*** Selected excerpt ***

Thailand’s Constitutional Court has officially ousted suspended Prime Minister Paetongtarn Shinawatra, ruling that she committed ethical misconduct during a controversial phone call with Cambodia’s former leader Hun Sen.
The verdict on Friday makes her the fifth Thai prime minister since 2008 to be forced out by judges.
The nine-judge panel said the 39-year-old failed to uphold the standards and integrity required of a head of government when she spoke with Hun Sen in June, in an effort to cool tensions after a deadly border clash. According to the court, she put “personal interests over the nation’s interests.”
In the leaked audio, Paetongtarn was heard flattering Hun Sen — calling him “uncle” — while criticising a senior Thai army commander as an “opponent.”

*** End of Selected excerpt ***
*** Information provided ***

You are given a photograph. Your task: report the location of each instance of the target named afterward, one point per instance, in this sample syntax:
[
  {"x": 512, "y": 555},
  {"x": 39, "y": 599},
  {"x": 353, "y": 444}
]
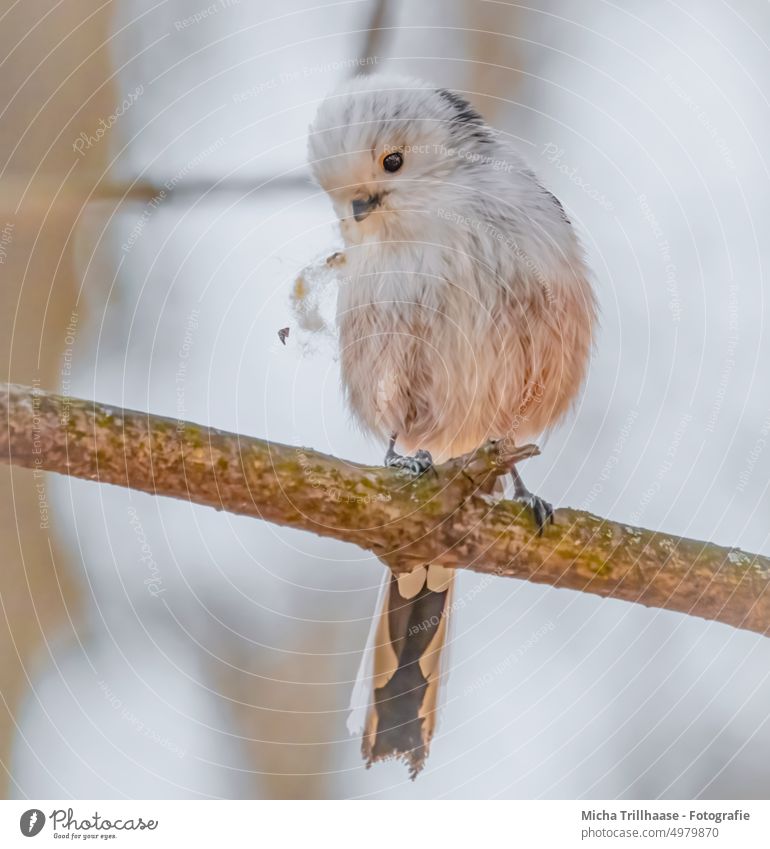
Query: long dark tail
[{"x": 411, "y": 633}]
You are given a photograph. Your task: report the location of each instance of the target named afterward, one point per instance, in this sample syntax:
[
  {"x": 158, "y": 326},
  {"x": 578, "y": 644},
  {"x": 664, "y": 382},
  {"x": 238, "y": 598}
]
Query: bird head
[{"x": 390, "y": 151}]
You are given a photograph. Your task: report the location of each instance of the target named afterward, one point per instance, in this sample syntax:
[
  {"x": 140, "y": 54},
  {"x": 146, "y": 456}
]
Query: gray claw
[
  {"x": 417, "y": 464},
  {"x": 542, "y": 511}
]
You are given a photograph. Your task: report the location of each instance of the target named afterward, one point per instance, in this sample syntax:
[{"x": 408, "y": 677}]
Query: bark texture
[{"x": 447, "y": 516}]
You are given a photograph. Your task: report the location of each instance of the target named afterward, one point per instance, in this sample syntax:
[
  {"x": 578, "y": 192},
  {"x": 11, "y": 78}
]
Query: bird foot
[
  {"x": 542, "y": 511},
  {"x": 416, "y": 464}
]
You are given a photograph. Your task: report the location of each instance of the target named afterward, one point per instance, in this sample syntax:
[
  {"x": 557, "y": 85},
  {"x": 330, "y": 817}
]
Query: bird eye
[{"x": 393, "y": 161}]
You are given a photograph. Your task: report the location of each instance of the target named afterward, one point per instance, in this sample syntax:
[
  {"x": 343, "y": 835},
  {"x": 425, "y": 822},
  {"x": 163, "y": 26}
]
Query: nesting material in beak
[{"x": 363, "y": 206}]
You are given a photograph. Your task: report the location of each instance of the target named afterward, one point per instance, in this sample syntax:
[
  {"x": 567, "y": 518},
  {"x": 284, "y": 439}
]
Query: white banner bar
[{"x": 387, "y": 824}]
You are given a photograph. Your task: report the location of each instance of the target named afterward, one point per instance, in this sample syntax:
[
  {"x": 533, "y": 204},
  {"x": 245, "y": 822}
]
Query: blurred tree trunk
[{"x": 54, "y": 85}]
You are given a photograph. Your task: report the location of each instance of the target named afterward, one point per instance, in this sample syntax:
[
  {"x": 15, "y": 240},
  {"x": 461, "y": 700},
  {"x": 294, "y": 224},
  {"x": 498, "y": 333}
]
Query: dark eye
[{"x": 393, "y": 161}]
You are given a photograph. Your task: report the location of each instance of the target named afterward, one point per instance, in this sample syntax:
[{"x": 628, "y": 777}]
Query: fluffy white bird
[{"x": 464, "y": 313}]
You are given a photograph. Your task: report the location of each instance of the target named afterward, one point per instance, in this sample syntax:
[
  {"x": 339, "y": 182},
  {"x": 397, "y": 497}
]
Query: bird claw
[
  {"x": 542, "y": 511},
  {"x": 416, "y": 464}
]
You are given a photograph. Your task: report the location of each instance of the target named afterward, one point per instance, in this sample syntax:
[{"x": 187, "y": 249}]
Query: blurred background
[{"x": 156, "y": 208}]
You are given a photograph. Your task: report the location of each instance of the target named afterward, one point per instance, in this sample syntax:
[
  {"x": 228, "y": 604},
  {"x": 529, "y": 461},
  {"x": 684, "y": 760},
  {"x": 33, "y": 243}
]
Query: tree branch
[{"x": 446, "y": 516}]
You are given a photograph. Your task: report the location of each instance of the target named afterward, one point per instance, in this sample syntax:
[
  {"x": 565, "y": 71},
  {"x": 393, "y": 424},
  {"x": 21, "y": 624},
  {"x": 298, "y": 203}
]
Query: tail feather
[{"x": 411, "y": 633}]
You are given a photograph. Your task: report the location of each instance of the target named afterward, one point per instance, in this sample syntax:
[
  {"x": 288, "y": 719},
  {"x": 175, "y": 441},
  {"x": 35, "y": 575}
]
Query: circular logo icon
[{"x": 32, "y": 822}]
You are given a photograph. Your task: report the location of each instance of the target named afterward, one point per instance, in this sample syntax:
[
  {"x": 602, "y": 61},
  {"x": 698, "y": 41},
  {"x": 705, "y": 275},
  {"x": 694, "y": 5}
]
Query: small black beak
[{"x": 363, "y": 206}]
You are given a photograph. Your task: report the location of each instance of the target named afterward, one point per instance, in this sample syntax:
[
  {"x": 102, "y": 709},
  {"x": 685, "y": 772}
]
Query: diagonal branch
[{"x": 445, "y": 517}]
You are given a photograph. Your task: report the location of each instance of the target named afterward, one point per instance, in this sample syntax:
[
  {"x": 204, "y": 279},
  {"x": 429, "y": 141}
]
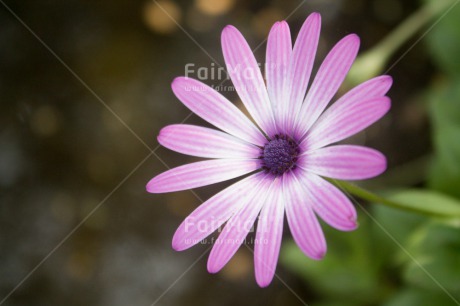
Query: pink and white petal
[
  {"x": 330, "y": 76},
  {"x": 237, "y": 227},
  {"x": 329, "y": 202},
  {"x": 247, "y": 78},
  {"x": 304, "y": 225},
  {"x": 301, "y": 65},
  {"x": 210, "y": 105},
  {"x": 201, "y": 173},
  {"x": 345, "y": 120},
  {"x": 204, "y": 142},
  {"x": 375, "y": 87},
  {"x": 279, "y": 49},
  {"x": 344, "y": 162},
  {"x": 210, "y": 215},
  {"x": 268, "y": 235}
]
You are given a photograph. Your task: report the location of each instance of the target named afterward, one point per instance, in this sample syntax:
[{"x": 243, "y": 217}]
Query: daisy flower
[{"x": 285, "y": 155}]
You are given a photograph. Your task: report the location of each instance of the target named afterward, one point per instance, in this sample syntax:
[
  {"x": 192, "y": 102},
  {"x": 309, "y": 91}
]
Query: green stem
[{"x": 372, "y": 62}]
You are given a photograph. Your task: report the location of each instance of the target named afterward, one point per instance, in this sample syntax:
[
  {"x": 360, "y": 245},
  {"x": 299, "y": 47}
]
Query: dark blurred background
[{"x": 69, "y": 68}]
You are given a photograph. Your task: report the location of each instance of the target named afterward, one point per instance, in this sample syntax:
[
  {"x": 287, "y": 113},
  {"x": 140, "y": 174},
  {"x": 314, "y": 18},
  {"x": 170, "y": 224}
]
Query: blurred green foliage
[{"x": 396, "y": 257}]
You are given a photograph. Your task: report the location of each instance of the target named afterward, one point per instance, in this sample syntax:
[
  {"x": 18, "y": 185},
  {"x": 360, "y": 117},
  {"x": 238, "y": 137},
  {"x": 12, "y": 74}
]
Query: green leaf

*** End of Information provided ***

Could you pick up the report on Paetongtarn Shinawatra's removal from office and write the next part? None of the material is needed here.

Answer area:
She had already been suspended from office on July 1 while the case proceeded.
Friday’s ruling is just one of several legal battles for the Shinawatra family. Paetongtarn’s father, ex-Prime Minister Thaksin Shinawatra, was cleared last week of insulting the monarchy but still faces another case over serving time in a hospital wing instead of prison in 2023, after his corruption sentence was commuted.
For Paetongtarn, this decision ends her short and rocky tenure at the top — and adds to the long-running saga of Thai leaders being pushed out of office by the courts.